Elenco dei compiti:
- a) Nel brano sul blocco di Twitter in Pakistan riportato più avanti, riscrivi sotto forma di elenco puntato il paragrafo che comincia con "L'iniziativa è stata decisa", mantenendone i fatti principali.
- b) Prosegui il brano sul blocco di Twitter in Pakistan, partendo subito dopo la sua ultima frase.

Brano scelto:
# # # # #
In Pakistan la censura ha colpito ancora. Questa volta a subirne gli effetti è stato Twitter. Il blocco del social network è durato 12 ore, poi il governo ha fatto ripartire il sito, senza fornire alcuna spiegazione. Sulla decisione però le autorità pachistane erano state chiare: l’accusa era di aver lasciato circolare, senza adottare contromisure, “contenuti blasfemi” irriverenti nei confronti di Maometto, tali da turbare l’opinione pubblica e minacciare la serenità del paese.
L’iniziativa è stata decisa dal ministero delle Tecnologie per l’Informazione (Mit) che ha dato ordine all’Authority pachistana per le telecomunicazioni (Pta) di bloccare immediatamente il microblogging, punendo così i sei milioni di utenti pachistani, fra cui anche il ministro dell’Interno, Rehman Malik, vero e proprio fanatico dei cinguiettii. Il ministero ha spiegato che la decisione è stata presa perché Twitter, “nonostante i numerosi avvertimenti inviati al riguardo, non ha mai fornito risposte”.
# # # # #
Dati archiviati:
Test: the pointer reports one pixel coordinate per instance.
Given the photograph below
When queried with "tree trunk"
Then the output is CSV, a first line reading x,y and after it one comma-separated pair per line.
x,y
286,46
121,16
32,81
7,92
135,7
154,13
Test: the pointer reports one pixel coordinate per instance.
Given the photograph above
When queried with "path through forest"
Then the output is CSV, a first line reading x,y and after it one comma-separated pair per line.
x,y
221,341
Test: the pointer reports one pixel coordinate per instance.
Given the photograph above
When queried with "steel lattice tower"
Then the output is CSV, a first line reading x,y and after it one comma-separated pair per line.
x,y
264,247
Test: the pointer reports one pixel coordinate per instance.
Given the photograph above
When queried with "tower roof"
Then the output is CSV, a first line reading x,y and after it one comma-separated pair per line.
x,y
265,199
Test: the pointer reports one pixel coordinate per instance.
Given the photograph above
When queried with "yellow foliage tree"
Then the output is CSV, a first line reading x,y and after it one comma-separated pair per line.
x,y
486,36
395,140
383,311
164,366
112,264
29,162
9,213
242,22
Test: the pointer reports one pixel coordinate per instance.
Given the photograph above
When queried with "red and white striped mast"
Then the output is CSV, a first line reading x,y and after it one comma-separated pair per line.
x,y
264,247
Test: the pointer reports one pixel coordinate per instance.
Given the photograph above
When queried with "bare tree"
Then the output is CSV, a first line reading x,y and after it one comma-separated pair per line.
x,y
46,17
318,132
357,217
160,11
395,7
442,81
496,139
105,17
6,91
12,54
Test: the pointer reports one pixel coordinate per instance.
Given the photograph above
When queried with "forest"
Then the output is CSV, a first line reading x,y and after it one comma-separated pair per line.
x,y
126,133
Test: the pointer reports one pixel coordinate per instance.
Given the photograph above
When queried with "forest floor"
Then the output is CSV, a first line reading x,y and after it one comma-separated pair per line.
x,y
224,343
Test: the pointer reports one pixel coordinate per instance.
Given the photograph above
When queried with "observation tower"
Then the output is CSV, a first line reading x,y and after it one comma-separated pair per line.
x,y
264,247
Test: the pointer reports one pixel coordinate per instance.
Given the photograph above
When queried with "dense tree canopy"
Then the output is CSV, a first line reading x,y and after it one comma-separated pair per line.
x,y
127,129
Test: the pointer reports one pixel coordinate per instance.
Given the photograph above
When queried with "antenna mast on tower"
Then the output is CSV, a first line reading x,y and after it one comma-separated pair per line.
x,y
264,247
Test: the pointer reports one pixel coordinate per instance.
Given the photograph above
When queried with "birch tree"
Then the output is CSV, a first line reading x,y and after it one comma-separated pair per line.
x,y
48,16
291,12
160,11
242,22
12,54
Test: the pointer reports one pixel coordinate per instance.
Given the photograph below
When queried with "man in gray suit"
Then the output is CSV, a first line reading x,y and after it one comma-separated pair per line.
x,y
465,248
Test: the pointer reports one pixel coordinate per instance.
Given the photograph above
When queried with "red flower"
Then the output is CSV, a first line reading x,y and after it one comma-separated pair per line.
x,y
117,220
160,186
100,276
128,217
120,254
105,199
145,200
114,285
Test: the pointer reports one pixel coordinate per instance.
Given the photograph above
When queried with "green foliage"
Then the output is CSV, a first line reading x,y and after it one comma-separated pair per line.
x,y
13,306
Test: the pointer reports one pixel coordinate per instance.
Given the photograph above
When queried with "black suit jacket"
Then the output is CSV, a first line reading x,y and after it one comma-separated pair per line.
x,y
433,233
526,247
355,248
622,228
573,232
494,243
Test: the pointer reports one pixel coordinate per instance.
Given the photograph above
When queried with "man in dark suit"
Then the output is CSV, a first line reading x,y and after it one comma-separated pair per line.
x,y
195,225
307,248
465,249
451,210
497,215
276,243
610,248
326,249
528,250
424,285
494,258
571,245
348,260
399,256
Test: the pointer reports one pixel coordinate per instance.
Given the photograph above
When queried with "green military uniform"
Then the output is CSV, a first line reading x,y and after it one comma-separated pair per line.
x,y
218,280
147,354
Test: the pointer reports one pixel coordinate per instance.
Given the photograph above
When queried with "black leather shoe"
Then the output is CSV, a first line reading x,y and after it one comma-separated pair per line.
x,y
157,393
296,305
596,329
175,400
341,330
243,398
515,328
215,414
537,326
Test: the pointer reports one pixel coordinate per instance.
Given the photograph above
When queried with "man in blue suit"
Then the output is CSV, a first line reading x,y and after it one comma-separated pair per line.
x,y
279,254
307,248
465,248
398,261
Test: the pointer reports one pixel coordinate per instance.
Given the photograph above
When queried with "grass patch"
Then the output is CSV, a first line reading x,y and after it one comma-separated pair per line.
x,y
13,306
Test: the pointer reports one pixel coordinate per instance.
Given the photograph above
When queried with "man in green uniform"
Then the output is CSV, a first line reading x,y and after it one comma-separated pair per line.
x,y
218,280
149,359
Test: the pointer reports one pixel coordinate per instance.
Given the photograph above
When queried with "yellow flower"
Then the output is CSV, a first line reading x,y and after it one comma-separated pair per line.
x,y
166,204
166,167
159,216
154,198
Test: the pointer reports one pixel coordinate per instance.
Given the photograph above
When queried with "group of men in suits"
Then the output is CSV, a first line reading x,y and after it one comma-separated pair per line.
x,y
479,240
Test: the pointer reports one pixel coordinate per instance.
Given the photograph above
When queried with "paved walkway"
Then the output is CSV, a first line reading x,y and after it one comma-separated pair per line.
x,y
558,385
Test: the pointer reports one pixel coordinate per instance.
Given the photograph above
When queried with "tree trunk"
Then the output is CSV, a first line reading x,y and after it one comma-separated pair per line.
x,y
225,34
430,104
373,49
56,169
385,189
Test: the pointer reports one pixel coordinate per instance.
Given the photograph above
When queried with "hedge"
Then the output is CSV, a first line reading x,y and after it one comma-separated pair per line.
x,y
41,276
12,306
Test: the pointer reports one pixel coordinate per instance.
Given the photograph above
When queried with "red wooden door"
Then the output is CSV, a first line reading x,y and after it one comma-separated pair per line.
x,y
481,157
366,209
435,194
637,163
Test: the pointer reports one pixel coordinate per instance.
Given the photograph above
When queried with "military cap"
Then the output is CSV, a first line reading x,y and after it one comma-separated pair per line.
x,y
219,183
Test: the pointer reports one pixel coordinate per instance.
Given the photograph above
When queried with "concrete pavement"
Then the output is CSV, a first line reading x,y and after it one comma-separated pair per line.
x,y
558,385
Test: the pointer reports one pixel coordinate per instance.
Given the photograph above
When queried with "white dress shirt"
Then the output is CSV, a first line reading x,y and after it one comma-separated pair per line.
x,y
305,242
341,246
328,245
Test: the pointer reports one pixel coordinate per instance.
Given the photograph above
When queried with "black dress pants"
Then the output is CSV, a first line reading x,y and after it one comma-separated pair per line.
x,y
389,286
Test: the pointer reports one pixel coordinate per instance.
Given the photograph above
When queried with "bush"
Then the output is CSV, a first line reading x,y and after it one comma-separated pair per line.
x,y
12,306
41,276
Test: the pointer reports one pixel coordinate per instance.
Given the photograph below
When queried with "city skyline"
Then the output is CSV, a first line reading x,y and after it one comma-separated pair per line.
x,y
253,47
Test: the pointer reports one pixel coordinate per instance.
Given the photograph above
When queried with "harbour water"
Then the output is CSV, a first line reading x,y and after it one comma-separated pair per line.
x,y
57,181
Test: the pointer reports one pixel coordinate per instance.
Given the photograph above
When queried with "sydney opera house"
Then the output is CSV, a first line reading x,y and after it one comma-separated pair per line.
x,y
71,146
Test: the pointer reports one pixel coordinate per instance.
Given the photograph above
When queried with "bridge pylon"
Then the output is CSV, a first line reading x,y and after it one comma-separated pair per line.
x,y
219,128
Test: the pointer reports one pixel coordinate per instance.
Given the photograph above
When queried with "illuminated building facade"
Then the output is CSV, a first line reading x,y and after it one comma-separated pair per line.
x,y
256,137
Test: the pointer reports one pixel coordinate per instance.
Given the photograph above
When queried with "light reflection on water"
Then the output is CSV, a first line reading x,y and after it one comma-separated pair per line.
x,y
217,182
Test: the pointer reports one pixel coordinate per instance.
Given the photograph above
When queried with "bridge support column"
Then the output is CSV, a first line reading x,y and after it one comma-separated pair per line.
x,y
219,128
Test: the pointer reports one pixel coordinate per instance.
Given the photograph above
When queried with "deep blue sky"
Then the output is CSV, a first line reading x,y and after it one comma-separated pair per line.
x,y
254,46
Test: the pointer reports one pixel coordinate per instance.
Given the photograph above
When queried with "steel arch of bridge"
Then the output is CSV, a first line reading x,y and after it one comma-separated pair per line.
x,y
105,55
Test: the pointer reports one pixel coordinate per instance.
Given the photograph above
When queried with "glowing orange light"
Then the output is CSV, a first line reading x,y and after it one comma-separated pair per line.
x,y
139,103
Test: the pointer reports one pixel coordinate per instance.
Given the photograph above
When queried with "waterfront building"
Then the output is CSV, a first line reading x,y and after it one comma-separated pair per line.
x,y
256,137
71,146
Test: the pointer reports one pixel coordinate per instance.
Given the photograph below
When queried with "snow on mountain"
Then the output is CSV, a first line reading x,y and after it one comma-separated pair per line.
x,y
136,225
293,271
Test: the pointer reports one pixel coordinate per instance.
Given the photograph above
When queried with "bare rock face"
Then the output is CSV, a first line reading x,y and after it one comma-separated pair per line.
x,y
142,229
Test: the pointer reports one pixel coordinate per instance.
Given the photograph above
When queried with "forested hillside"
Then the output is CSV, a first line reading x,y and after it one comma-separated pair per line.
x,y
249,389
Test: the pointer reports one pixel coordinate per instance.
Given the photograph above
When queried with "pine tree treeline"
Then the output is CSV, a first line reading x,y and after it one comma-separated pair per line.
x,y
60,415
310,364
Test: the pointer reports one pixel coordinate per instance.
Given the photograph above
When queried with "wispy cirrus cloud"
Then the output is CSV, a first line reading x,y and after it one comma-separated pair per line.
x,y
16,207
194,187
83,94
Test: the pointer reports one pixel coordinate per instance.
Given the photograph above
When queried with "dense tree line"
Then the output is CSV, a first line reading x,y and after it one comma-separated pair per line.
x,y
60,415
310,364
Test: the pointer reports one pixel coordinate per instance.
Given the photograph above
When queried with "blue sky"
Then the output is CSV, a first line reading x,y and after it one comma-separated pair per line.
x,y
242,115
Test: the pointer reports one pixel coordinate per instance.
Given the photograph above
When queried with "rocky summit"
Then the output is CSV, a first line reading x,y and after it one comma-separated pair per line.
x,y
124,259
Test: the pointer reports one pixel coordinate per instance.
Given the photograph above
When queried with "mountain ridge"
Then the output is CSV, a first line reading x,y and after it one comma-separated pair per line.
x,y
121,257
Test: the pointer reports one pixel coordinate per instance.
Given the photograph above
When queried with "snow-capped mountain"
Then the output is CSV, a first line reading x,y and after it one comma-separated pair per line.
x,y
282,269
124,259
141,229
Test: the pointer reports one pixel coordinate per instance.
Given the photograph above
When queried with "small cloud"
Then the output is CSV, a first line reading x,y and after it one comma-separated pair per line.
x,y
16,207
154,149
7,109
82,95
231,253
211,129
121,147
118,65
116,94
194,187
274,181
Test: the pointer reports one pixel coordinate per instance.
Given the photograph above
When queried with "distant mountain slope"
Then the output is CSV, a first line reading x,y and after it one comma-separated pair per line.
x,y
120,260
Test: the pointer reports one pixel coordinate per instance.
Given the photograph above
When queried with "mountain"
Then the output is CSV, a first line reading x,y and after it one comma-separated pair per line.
# # # # #
Risposte ai compiti:
- a)
- Il blocco è stato deciso dal ministero delle Tecnologie per l'Informazione (Mit).
- Il Mit ha ordinato all'Authority pachistana per le telecomunicazioni (Pta) di bloccare subito il microblogging.
- Il provvedimento ha colpito i sei milioni di utenti pachistani, tra cui il ministro dell'Interno Rehman Malik, grande appassionato di Twitter.
- Secondo il ministero, Twitter non aveva mai risposto ai numerosi avvertimenti ricevuti.

- b)
A quanto è emerso la goccia che ha fatto traboccare il vaso é stato il diniego da parte del social network di impedire la diffusione di caricature riguardanti il profeta Maometto, una questione che già in passato aveva spinto la magistratura pachistana a intervenire. Due anni fa, infatti, nella seconda metà di maggio 2010, Twitter fu oscurato per una decina di giorni, insieme a Facebook e Youtube, dopo una sentenza dell’Alta Corte di Lahore, sempre per le offese rappresentate da una gara di caricature riguardanti la figura di Maometto.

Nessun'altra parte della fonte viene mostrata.